** Extract follows **

I don’t really have weekends or a set routine – one minute I’m out testing in Spain, the next minute I’m at home doing the housework – but there are elements that are consistent; I’m always eating and training. My coach, Tom Loasby, is brilliant. I can’t ride as much as I want to because track days are expensive, so physical fitness is important – it’s top to toe. A lap on the Isle of Man TT lasts almost 20 minutes, and a race consists of four laps, which is a lot of time on a motorbike, and for most of that I have to stand on the pegs carrying my own weight. Endurance and core strength is vital, so I do lots of press ups and squats. I also work with a nutritionist.
With physical fitness comes mental fitness. My hypnotherapist helped me get my mojo back after I really hurt myself at the Isle of Man TT. There were no watches being swung back and forth in front of me, it was about working on how to focus and self belief. In the blink of an eye things can change for the better, just like they can for the worse, and those skills to deal with tough moments have filtered into my personal life too.
I have to be completely self-motivated to run my team, get sponsorship and find the money to live. That involves lots of boring things like telephone calls, emails and writing proposals. I’m great at prioritising, but the worst at delegating. I suffer massively with migraines, but I’ve learnt to train with them, work with them, coach with them and even race with them because I have to.
The pandemic brought everything to a halt, which made me realise how much I love, need and want to go racing, so this year is full steam ahead. The three big road races are back; the North West 200, Isle of Man TT and Ulster Grand Prix. I’ve also got a new role at the TT as a presenter on their broadcast team which is a dream come true. I used to think I would race forever, but my body reminds me that maybe I won’t, so the opportunity means the world. I’ve still got a little bit more to give though, and my next goal is to become the fastest woman on three wheels as part of an all-female team. The record is 110mph and so far we’ve reached 103mph.
I don’t think every first is necessarily important, but breaking down boundaries is. I was the first woman to stand on the podium at the Manx Grand Prix and set the female lap record at the TT, which got recognised as a Guinness World Record and in 2019 I was the first woman to race a solo and a sidecar at the same TT – I’m going back to do that this year.

** End of Extract **

▶ Required work:
Rewrite the passage of the text about road racing starting at "I don’t really" and ending at "with a nutritionist.", replacing "squats" with "lunges". Use only the text about road racing as your source.

** Data supplied follows **

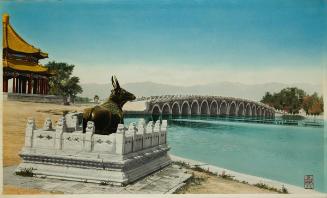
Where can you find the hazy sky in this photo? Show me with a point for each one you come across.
(179, 42)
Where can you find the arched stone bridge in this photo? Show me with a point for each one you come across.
(207, 105)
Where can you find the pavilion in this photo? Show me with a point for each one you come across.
(21, 64)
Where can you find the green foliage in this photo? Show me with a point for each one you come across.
(264, 186)
(292, 99)
(62, 83)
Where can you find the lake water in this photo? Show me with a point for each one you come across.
(278, 152)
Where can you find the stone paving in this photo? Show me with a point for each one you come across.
(164, 181)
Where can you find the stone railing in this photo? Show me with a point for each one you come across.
(68, 136)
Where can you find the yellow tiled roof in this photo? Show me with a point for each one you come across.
(24, 66)
(14, 42)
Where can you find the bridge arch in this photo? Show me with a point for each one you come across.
(204, 107)
(156, 110)
(248, 111)
(166, 109)
(195, 107)
(232, 108)
(240, 109)
(223, 108)
(213, 108)
(186, 108)
(175, 110)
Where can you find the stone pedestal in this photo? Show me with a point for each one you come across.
(65, 152)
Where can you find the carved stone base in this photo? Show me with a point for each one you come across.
(95, 168)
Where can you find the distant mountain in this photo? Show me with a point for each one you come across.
(253, 92)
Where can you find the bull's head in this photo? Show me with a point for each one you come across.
(118, 94)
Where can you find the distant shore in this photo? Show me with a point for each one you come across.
(245, 178)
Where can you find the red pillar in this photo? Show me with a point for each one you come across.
(29, 91)
(14, 84)
(42, 86)
(39, 87)
(19, 85)
(34, 86)
(24, 81)
(5, 84)
(47, 87)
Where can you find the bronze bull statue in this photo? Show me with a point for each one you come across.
(109, 114)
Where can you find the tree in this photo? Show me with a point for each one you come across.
(61, 83)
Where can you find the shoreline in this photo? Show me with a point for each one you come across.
(252, 180)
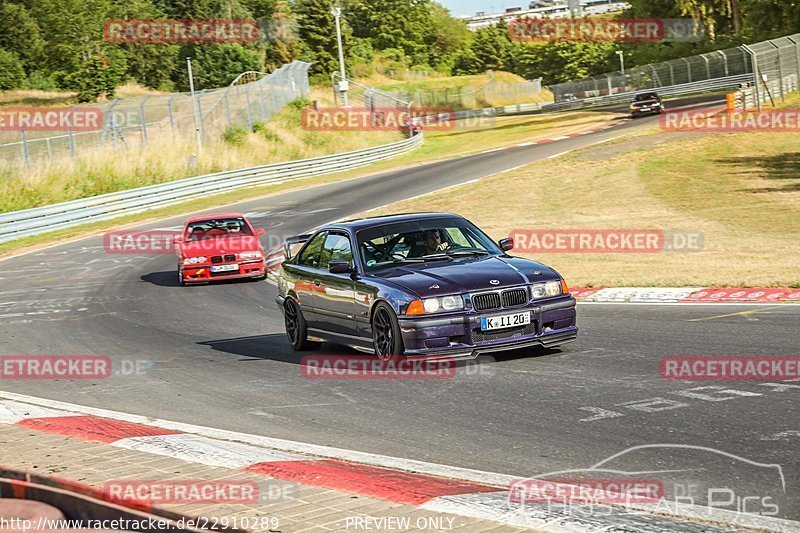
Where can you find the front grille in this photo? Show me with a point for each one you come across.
(501, 334)
(514, 297)
(489, 300)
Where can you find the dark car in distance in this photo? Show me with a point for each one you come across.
(419, 286)
(646, 103)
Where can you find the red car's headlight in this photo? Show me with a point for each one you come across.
(250, 256)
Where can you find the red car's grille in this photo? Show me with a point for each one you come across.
(217, 259)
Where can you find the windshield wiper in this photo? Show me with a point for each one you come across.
(436, 257)
(467, 252)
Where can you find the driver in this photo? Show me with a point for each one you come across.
(433, 242)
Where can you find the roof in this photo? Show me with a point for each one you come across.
(369, 222)
(213, 216)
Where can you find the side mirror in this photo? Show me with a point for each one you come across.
(506, 244)
(339, 267)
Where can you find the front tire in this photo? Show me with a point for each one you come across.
(296, 329)
(386, 337)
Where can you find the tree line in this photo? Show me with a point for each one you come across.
(59, 44)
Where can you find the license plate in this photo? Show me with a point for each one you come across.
(225, 268)
(505, 321)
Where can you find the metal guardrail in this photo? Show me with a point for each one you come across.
(28, 222)
(685, 89)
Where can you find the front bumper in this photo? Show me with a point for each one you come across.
(203, 274)
(460, 335)
(647, 111)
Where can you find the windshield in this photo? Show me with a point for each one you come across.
(645, 96)
(422, 241)
(216, 228)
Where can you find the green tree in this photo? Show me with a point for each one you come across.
(98, 76)
(445, 37)
(562, 61)
(20, 33)
(493, 47)
(317, 31)
(152, 65)
(401, 24)
(11, 71)
(216, 65)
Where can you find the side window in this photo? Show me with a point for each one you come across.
(337, 248)
(310, 254)
(458, 236)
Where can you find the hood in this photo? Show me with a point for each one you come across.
(467, 275)
(221, 245)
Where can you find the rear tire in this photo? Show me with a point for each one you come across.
(386, 337)
(296, 329)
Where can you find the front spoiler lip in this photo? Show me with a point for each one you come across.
(474, 317)
(553, 339)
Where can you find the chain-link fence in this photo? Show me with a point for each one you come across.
(155, 120)
(774, 64)
(719, 64)
(776, 68)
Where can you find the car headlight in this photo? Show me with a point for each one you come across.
(435, 305)
(544, 290)
(250, 256)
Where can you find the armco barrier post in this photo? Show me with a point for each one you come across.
(25, 153)
(756, 77)
(143, 121)
(778, 58)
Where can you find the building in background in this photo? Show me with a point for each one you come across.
(545, 9)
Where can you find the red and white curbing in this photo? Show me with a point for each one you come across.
(687, 295)
(432, 487)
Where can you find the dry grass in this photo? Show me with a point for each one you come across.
(742, 191)
(33, 97)
(166, 159)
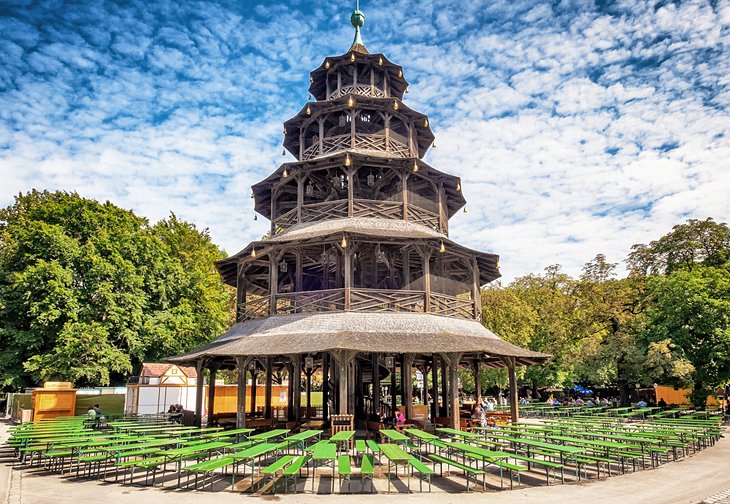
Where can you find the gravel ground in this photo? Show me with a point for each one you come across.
(701, 477)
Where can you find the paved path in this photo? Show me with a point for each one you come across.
(701, 477)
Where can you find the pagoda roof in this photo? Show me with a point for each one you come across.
(369, 228)
(262, 190)
(395, 332)
(292, 126)
(318, 86)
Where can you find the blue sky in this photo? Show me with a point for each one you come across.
(577, 128)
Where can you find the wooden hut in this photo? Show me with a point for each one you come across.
(357, 277)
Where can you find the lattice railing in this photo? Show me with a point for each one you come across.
(286, 220)
(256, 308)
(312, 301)
(361, 89)
(323, 211)
(422, 216)
(386, 300)
(442, 304)
(399, 148)
(377, 209)
(363, 141)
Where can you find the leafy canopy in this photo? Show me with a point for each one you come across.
(88, 290)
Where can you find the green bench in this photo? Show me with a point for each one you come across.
(269, 472)
(453, 463)
(367, 470)
(344, 471)
(548, 465)
(293, 471)
(423, 470)
(207, 468)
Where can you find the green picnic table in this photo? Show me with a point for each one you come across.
(301, 438)
(177, 454)
(324, 453)
(396, 455)
(458, 433)
(342, 437)
(245, 431)
(394, 435)
(269, 435)
(250, 455)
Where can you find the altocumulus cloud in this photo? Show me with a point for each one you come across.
(577, 128)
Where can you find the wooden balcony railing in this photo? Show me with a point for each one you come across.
(397, 145)
(256, 308)
(386, 300)
(452, 306)
(361, 300)
(422, 216)
(361, 89)
(312, 301)
(376, 209)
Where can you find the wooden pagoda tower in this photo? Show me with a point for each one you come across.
(357, 276)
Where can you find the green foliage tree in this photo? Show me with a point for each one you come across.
(89, 290)
(691, 312)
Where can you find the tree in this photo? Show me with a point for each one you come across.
(696, 242)
(691, 312)
(88, 290)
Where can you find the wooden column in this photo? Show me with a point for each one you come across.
(297, 399)
(476, 294)
(325, 385)
(434, 387)
(442, 207)
(308, 372)
(513, 398)
(375, 359)
(241, 364)
(290, 392)
(269, 386)
(320, 122)
(199, 367)
(408, 384)
(347, 252)
(444, 389)
(426, 256)
(254, 379)
(387, 132)
(393, 387)
(299, 273)
(300, 196)
(211, 394)
(352, 128)
(343, 358)
(273, 279)
(350, 191)
(477, 381)
(453, 361)
(404, 190)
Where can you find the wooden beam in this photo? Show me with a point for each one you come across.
(325, 385)
(434, 387)
(211, 394)
(408, 384)
(513, 398)
(269, 386)
(199, 367)
(375, 360)
(297, 399)
(242, 365)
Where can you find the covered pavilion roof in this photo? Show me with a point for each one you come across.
(419, 333)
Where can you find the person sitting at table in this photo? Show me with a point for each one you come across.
(478, 417)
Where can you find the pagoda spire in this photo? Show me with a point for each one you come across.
(358, 19)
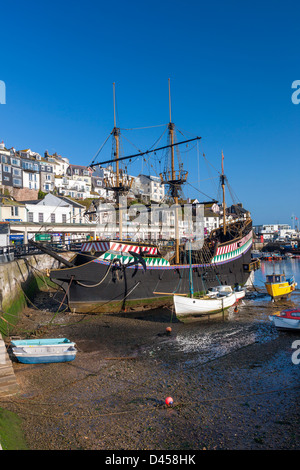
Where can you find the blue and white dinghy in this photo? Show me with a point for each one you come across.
(41, 351)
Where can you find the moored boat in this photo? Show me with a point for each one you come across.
(111, 275)
(36, 351)
(286, 319)
(205, 305)
(278, 286)
(240, 292)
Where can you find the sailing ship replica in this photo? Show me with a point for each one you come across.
(114, 275)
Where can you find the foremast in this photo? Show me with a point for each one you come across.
(118, 183)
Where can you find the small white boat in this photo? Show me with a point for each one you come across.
(193, 306)
(240, 292)
(35, 351)
(287, 319)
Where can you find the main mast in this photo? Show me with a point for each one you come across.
(223, 188)
(174, 180)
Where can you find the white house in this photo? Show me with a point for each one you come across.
(53, 210)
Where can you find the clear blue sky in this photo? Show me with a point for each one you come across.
(231, 66)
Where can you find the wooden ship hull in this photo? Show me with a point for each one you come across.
(112, 276)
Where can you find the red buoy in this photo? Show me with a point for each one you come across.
(169, 401)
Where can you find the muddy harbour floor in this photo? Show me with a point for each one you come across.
(233, 382)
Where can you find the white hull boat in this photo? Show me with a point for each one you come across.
(225, 290)
(193, 306)
(41, 351)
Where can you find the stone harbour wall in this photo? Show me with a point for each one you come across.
(20, 278)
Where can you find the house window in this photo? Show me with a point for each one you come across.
(14, 211)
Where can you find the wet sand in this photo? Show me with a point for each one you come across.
(233, 383)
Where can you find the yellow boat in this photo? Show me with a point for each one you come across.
(278, 286)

** End of Data supplied **

▶ Result below:
I don’t really have weekends or a set routine – one minute I’m out testing in Spain, the next minute I’m at home doing the housework – but there are elements that are consistent; I’m always eating and training. My coach, Tom Loasby, is brilliant. I can’t ride as much as I want to because track days are expensive, so physical fitness is important – it’s top to toe. A lap on the Isle of Man TT lasts almost 20 minutes, and a race consists of four laps, which is a lot of time on a motorbike, and for most of that I have to stand on the pegs carrying my own weight. Endurance and core strength is vital, so I do lots of press ups and lunges. I also work with a nutritionist.